#### Aufgabe
Schreiben Sie aus dem Textauszug über die Serie „IT Crowd“ die Stelle von „In der Figurenzeichnung“ bis einschließlich „amerikanischen Kollegen ist.“ wortgetreu ab.

#### Textauszug

+++

Eine Beziehung zu Jen strebt er aber nicht an. Die in ihrer Unbedarftheit, Ahnungslosigkeit von allem, was mit Computern zu tun hat, und Resolutheit das beinahe mütterliche Verbindungsglied der IT‘ler zur Welt der oberen Stockwerke darstellt. Sie ist hübsch und redselig. Deshalb wird sie gleich in der Folge als “Relationship Managerin” angestellt, da ihr IT-Fachwissen, wie wir ja bereits wissen, sehr, sehr begrenzt ist. Penny, ick hör dir trapsen.
In der Figurenzeichnung gibt es einige Ähnlichkeiten, auch ist die Serie mit Gadgets, Film-, Fernseh-, Spiel-und Comicverweisen vollgestopft wie das Kellerbüro der Protagonisten, das in Standbildern betrachtet, seine ganz eigene Geschichte erzählt. Doch damit verabschiedet sich die “IT Crowd” in eine Welt, die billiger, bunter, absurder, fieser, sexuell wesentlich aufgeräumter und expliziter als die der amerikanischen Kollegen ist.
Auf horizontales Erzählen wird weitgehend verzichtet. Lediglich Douglas Reynholms-Sexismus und die damit verbundenen Frauengeschichten stellen ab der zweiten Staffel einen wiederkehrenden Faktor dar. Meben geschliffenem Wortwitz spielt die “IT Crowd” mit den absurden Seiten der Komik, ist bissig, böse, grell, platt und macht auch vor kruden, unausgereiften Pointen und altehrwürdigen, mit jugendlichem Elan vorgetragenen Slapstickelementen nicht halt. Gags und szenische Entwicklungen werden auf die Spitze getrieben, in der Hoffnung, ein Feuerwerk dort oben zu entfachen. Manchmal stürzen sie aber auch ab. Doch selbst das kann schmerzhaftes Vergnügen bereiten.

+++

#### Datenzeilen
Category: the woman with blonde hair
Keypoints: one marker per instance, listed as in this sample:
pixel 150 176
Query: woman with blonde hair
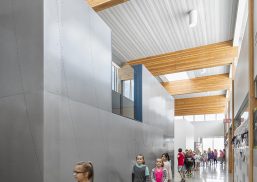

+++

#### Lösung
In der Figurenzeichnung gibt es einige Ähnlichkeiten, auch ist die Serie mit Gadgets, Film-, Fernseh-, Spiel-und Comicverweisen vollgestopft wie das Kellerbüro der Protagonisten, das in Standbildern betrachtet, seine ganz eigene Geschichte erzählt. Doch damit verabschiedet sich die “IT Crowd” in eine Welt, die billiger, bunter, absurder, fieser, sexuell wesentlich aufgeräumter und expliziter als die der amerikanischen Kollegen ist.